→ **PROVIDED TEXT**:
- Opening Delimiter -

Most AI tools bury their data policies in walls of text. Whether you want to do this yourself, or use AI to help you dig through them, here are the key factors I check in privacy policies and other help center documents.

Yep, the list below is long. I suggest you pull out the pieces that are most important for you and your team, based on your context.

Key Privacy Factors to Investigate -

1️⃣ Data Storage & Retention

How long is customer data stored?
Can users delete their data permanently?
Is data stored on company servers, third-party cloud services, or user-controlled storage?

2️⃣ Data Usage & Training

Does the AI train on user inputs? If so, are inputs anonymized first?
Are transcripts, documents, or other inputs used to improve the AI model?
Can users opt out of their data being used for training? On all plans, or just Enterprise?

3️⃣ Third-Party Sharing

Does the tool share customer data with partners, vendors, or third-party AI providers?

- Closing Delimiter -

→ **DATA EXCERPTS**:
- Opening Delimiter -

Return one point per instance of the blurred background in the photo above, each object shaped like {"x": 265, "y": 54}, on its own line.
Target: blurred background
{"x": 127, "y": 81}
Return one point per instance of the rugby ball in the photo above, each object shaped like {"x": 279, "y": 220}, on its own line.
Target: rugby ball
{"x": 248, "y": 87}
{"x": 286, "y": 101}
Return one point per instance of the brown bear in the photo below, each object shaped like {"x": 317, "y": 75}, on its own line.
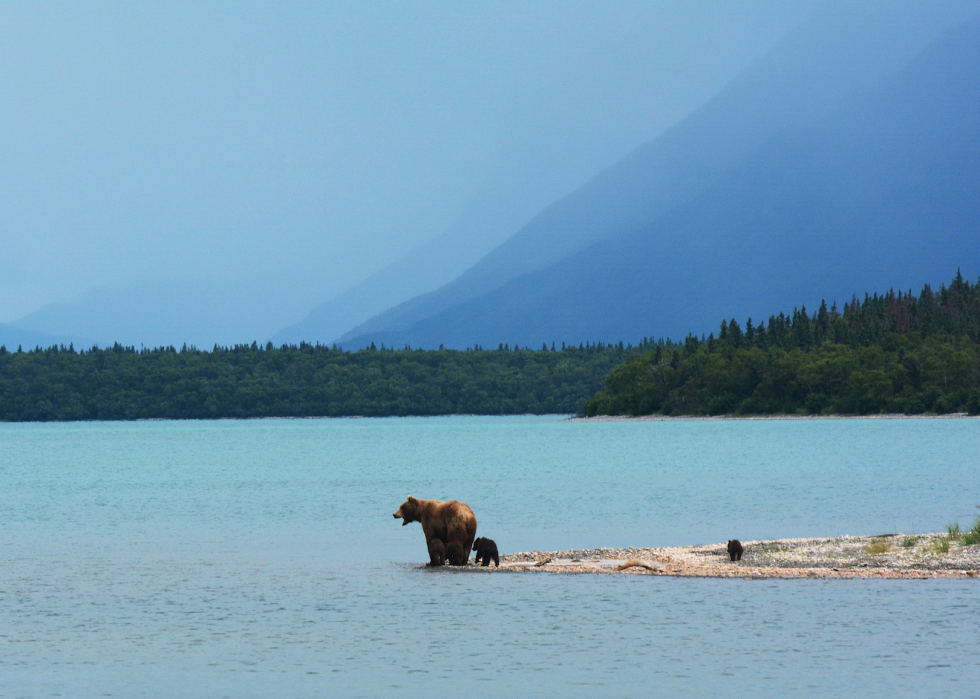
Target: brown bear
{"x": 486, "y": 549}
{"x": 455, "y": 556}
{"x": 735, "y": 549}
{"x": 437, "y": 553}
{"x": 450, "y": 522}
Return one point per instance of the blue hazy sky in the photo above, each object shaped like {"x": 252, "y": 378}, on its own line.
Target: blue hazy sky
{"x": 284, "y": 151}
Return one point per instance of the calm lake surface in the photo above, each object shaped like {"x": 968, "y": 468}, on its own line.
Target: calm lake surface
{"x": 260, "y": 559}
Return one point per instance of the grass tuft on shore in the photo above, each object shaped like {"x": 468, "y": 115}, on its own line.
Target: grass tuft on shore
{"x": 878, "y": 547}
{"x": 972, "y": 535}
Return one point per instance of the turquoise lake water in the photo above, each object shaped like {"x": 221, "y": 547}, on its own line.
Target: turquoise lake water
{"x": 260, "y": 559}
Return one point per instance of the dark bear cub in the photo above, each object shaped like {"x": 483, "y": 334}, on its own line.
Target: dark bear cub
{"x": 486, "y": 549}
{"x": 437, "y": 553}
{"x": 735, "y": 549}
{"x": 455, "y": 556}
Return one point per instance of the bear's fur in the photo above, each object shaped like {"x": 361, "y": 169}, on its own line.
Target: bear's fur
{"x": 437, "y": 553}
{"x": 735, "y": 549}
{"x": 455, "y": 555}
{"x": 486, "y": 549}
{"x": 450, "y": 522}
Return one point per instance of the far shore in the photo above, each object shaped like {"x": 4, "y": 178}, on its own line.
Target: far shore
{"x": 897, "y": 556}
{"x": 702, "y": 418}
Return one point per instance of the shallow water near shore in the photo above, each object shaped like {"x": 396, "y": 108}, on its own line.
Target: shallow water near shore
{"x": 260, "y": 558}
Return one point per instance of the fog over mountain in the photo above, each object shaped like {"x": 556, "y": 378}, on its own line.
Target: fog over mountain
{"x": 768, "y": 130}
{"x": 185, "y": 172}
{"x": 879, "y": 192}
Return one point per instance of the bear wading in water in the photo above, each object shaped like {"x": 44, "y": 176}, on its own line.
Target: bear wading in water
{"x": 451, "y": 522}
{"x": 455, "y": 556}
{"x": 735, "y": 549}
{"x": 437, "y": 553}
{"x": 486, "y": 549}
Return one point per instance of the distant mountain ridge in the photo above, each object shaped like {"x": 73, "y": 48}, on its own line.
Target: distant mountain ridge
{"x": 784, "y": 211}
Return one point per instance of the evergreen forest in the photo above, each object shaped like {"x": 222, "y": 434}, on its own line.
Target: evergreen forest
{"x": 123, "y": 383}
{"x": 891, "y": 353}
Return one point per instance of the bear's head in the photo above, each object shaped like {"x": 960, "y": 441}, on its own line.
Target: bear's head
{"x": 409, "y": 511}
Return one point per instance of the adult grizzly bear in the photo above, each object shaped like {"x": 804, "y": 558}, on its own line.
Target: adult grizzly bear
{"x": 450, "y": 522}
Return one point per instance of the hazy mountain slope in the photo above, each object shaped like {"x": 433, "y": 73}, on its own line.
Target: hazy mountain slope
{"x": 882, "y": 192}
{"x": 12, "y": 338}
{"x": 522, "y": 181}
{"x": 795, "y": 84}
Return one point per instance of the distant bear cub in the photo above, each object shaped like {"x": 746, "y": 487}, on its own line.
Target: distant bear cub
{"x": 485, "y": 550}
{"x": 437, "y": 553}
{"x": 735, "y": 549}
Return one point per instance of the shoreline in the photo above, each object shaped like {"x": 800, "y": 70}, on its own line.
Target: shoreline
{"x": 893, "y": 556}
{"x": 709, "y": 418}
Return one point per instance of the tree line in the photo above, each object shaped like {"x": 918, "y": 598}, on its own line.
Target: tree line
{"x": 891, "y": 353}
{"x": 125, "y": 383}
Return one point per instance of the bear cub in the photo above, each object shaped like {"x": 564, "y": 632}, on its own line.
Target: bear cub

- Closing Delimiter -

→ **ACTIVITY LIST**:
A – Can you retype the AI privacy checklist word for word, starting with "Is data stored" and going on through "the AI model?"?
B – Can you continue the AI privacy checklist from its last line?
The records come from a source separate from the AI privacy checklist.

→ **ANSWERS GIVEN**:
A –
Is data stored on company servers, third-party cloud services, or user-controlled storage?

2️⃣ Data Usage & Training

Does the AI train on user inputs? If so, are inputs anonymized first?
Are transcripts, documents, or other inputs used to improve the AI model?

B –
If it integrates with an LLM (e.g., ChatGPT, Claude), is user data passed to that external model?
Can those companies train models on our data?

4️⃣ Location of Data Storage & Compliance

Where is the data physically stored (e.g., US, EU, AWS, private servers)?
Is the tool GDPR- and CCPA-compliant?
Does it offer regional storage options for compliance-sensitive industries?

5️⃣ Security & Encryption

Is data encrypted in transit and at rest?
Which security measures does the company have in place to protect stored data?

6️⃣ User Control & Transparency

Does the tool provide a clear, user-friendly way to access, delete, or export data?
Does it have a transparent, easy-to-read privacy policy (or is it buried in legal jargon)?

7️⃣ PII & Health-Related Information Handling

Does the tool offer automated redaction or anonymization of PII and health details?
Does the tool automatically anonymize the data for its storage and transfer?

〰️

Prompt Series to Get AI’s Help -

If you choose to use AI here, keep in mind: ChatGPT and other LLMs are just as likely to hallucinate here as in any other process.

Make sure you do a little bit of your own verification work, too. Don’t just trust what the LLM gives you as the truth—a quick control-find search of key terms like “storage” and “training” in privacy policies goes a long way to fight hallucinated misinformation before big toolkit decisions.

Prompt 1 -
“Review the Privacy Policies of common AI tools for research.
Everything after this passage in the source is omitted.